=== Begin Enclosure ===

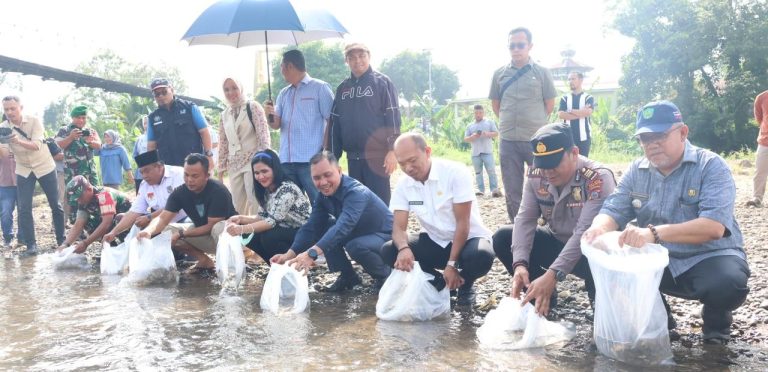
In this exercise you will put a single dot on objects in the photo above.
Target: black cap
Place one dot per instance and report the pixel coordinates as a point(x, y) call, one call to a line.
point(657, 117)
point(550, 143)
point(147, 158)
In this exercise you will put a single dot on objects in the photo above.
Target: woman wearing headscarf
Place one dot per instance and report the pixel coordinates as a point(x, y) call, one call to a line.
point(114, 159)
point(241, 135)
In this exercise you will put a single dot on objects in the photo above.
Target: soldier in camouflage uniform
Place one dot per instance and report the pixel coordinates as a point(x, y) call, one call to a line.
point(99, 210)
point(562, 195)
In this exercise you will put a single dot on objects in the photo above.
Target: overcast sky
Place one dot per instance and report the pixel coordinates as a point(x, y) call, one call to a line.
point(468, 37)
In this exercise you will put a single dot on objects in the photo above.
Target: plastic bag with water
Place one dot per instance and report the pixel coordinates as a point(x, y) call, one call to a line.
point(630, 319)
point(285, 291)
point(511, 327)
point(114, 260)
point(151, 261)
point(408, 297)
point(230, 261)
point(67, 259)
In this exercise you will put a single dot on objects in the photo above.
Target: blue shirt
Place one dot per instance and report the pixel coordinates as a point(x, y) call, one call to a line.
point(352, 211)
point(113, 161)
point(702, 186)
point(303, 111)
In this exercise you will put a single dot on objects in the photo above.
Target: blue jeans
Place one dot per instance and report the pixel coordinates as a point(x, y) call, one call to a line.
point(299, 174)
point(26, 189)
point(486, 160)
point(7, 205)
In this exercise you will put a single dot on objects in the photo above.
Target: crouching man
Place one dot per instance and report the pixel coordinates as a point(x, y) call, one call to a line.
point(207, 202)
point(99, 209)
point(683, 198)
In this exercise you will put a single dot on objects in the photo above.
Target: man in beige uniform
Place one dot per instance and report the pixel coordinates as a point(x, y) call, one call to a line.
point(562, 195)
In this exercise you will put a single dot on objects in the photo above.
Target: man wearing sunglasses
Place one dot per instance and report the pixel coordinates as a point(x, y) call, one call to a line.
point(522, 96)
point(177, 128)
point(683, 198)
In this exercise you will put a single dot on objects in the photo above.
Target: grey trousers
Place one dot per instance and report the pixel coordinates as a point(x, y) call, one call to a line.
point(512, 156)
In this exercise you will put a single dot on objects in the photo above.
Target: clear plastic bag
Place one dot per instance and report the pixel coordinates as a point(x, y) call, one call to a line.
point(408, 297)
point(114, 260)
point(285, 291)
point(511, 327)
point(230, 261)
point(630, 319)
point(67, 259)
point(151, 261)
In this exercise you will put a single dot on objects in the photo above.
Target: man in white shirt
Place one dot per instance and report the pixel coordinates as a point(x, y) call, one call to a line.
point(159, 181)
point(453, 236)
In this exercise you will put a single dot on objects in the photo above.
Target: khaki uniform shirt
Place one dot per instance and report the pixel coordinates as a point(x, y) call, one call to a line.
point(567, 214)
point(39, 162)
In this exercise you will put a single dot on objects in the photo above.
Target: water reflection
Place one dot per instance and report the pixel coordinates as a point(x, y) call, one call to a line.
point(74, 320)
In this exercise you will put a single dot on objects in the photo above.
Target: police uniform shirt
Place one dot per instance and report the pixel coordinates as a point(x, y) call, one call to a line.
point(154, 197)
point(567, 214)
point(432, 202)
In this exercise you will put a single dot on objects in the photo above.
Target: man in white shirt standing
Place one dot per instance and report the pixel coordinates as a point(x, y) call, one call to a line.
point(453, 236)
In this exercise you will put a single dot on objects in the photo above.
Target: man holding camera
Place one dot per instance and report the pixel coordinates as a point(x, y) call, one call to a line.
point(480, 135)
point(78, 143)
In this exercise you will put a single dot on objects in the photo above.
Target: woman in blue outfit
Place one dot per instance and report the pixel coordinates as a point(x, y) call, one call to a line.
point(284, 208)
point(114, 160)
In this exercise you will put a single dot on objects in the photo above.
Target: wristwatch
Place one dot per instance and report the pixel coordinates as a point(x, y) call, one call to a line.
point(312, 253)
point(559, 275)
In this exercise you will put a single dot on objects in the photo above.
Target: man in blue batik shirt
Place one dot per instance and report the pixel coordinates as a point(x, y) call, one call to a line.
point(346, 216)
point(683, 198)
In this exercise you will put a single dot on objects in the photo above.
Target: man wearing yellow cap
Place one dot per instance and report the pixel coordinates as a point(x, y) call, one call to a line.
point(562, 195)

=== End Enclosure ===

**WHAT YOU WILL DO:**
Without any pictures, return the material above exactly.

**SOLUTION:**
In this exercise you will put a single dot on objects in the photo above.
Target: black cap
Place one dot per instance and report the pixel coordinates as a point(x, y) call, one call to a line.
point(657, 117)
point(550, 143)
point(147, 158)
In this exercise you will put a single dot on objects in the photo above.
Target: woman wearing headscarf
Place one dot per instance and report the pixel coordinates as a point(x, y) call, one call to a line.
point(114, 159)
point(241, 135)
In this exercise you will put a single dot on objects in the photo above.
Target: soldier in camouflage uniform
Place one dot per instance and report the pixel coordinates as a point(x, y) call, one call to a line.
point(99, 210)
point(562, 195)
In this exercise you will put a single dot on objects in the photo above.
Target: overcast sky
Place one dot per instance and report the pixel coordinates as a point(x, y) call, one call to a line.
point(468, 37)
In this exercise you will put a single dot on objects in the photo above.
Target: plastic bag with water
Place one dot per instance and report the pixel coordinates as a point(x, y) call, one call to a line.
point(630, 319)
point(285, 291)
point(511, 327)
point(114, 260)
point(151, 261)
point(408, 297)
point(230, 261)
point(67, 259)
In this exercise you will put a single dot on objects in the photo above.
Target: blue shirt
Place one dot per instance and report the pixel coordinates as a point(x, y) call, one call to a line.
point(352, 211)
point(113, 161)
point(702, 186)
point(303, 111)
In this exercise you will put a single dot on objects in the photo above.
Target: blue jeans
Place one dot per instance and report the pixel coordinates as a point(x, y) call, one call to a line.
point(299, 174)
point(26, 189)
point(486, 160)
point(7, 205)
In this exercise you will put a single dot on objects in the photo above.
Target: crouching man
Place one dot per instance and report the pixel coordinates as a point(x, y) call, one call to a line.
point(207, 202)
point(99, 209)
point(683, 198)
In this exercise you will put a single dot on objects in the photo above.
Target: man in beige uniform
Place one dot per instance and report the pixel coordinates as a point(x, y) call, one call to a line.
point(562, 195)
In this exercise you will put a single dot on objects in the photo above.
Target: man wearing sunglasses
Place one dot per instance and report the pixel coordinates as a point(x, y) call, one call to a line.
point(522, 96)
point(177, 128)
point(683, 198)
In this exercise you will put a single dot on objects in the photo above.
Target: grey trousers
Place one dot per instance and report the pixel coordinates as a point(x, y) call, one call to a line.
point(512, 156)
In this exercise you will put a single dot on objects in the photo above.
Target: clear plastic bag
Place one dot per instance and report the pixel coordinates as a point(x, y) call, one call to a line.
point(408, 297)
point(114, 260)
point(285, 291)
point(511, 327)
point(230, 261)
point(630, 319)
point(67, 259)
point(151, 261)
In this exercise you will put a single dot on objects in the photo above.
Target: man in white shirt
Place one dot per instance and report the pixel coordinates as a point(x, y) call, one call to a line.
point(159, 181)
point(453, 236)
In this exercise you will put a single dot on objects in the photo above.
Target: khaki uniform shirt
Place one dot per instance and report the pixel coordinates as a point(x, y) call, one call to a line.
point(567, 214)
point(39, 162)
In this exercise you will put a single dot on objects in the photo above.
Target: water reflection
Place one dot per instance and report the pixel coordinates as a point(x, y) call, one call to a line.
point(74, 320)
In this exercise you will put a single dot on objects in the photo above.
Target: police uniform shirt
Place one dot per instance and report the pixel coordinates as a point(x, y) call, one call to a line.
point(154, 197)
point(567, 214)
point(432, 202)
In this exercise you will put a single dot on objects in the photo above.
Target: man in white shirt standing
Place one dot per instance and report the pixel coordinates as a point(x, y) call, one call to a line.
point(453, 236)
In this exercise you will put a single dot on objects in the photo above.
Target: man holding camera
Place one dot per instance and report the pixel coordinates as a point(x, y) call, one call to a line.
point(480, 135)
point(78, 143)
In this exercise you will put a single dot on objects in the photo above.
Target: woman in blue outfit
Place one dot per instance and report the pixel coordinates as a point(x, y) call, one call to a line.
point(284, 208)
point(114, 160)
In this exercise you will put a single dot on objects in the photo above.
Target: wristwatch
Place one dot per instance and report the pixel coordinates as a point(x, y) call, one call to a line.
point(312, 253)
point(559, 275)
In this exercise you will put a single dot on objects in the photo above.
Target: man in blue batik shirt
Place one dot per instance and report the pixel coordinates as a point(x, y) call, one call to a line.
point(346, 216)
point(683, 198)
In this exercise you will put a single dot on objects in the photo above.
Target: man wearing yellow cap
Place one dot per instance and report the pixel coordinates as a point(x, y) call, one call to a line.
point(562, 195)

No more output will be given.